QUOTED TEXT ▸
◆ ◆ ◆

After 23 years of service to the Valdes family, Raquel is comfortably ensconced in a vague existence between maid and her illusion that she is a family member. Her barely concealed bitterness and increased clashes with her employer’s eldest daughter lead the family to think she is overworked. They hire more help, and, feeling usurped, Raquel begins to sabotage each new employee by resorting to childish antics, clinging to her ambiguous place within the family.
In his remarkably astute second feature, Sebastián Silva questions, without bias, a dusty remnant of class division—the common, Latin American, aristocratic tradition of serfdom. Within this complex dynamic, we are privy to the inner workings of a well-intentioned family’s relationship with their servant—however endearingly the word is used. Silva wields his handheld camera like a magnifying glass, revealing Raquel’s fenced-in fragility, and watching her evolve is truly touching. Astonishing in its intimacy, the film wrings awkward humor from the alienated Raquel’s mind games. Only Lucy, last in the line of new maids, is able to nudge Raquel gently toward the momentous kick-start needed to rediscover herself.

◆ ◆ ◆

INFORMATION SHOWN ▸

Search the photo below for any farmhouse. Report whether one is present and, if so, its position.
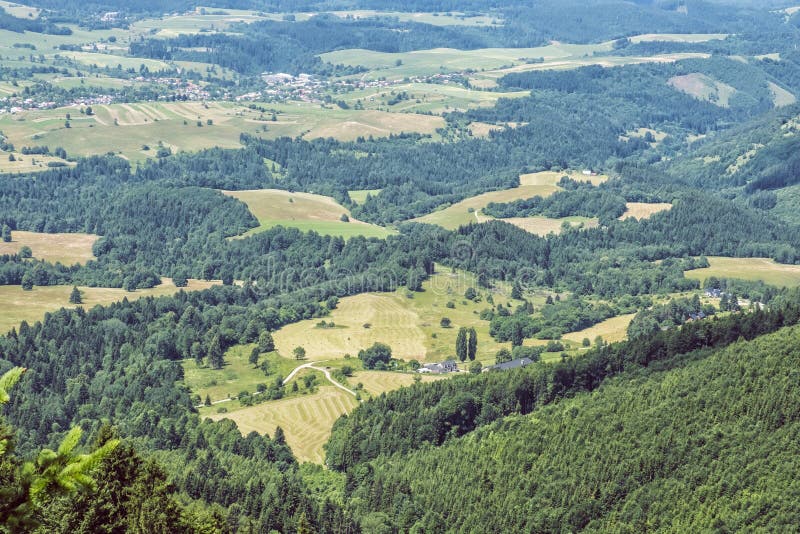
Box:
[481,358,533,373]
[417,360,458,375]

◆ ◆ ◆

SET EXERCISE 1 ▸ Say whether each statement agrees with the film description: (a) Raquel has worked for the Valdes family for 23 years. (b) Raquel's clashes are growing with her employer's youngest son. (c) The film is Sebastián Silva's first feature. For each, answer yes or no and quote the deciding words.
SET EXERCISE 2 ▸ In the film description, who is the last of the new maids the family hires?

EXERCISE RESULT 1 ▸
(a) Yes: "After 23 years of service to the Valdes family"
(b) No: "increased clashes with her employer’s eldest daughter"
(c) No: "In his remarkably astute second feature"

EXERCISE RESULT 2 ▸ Lucy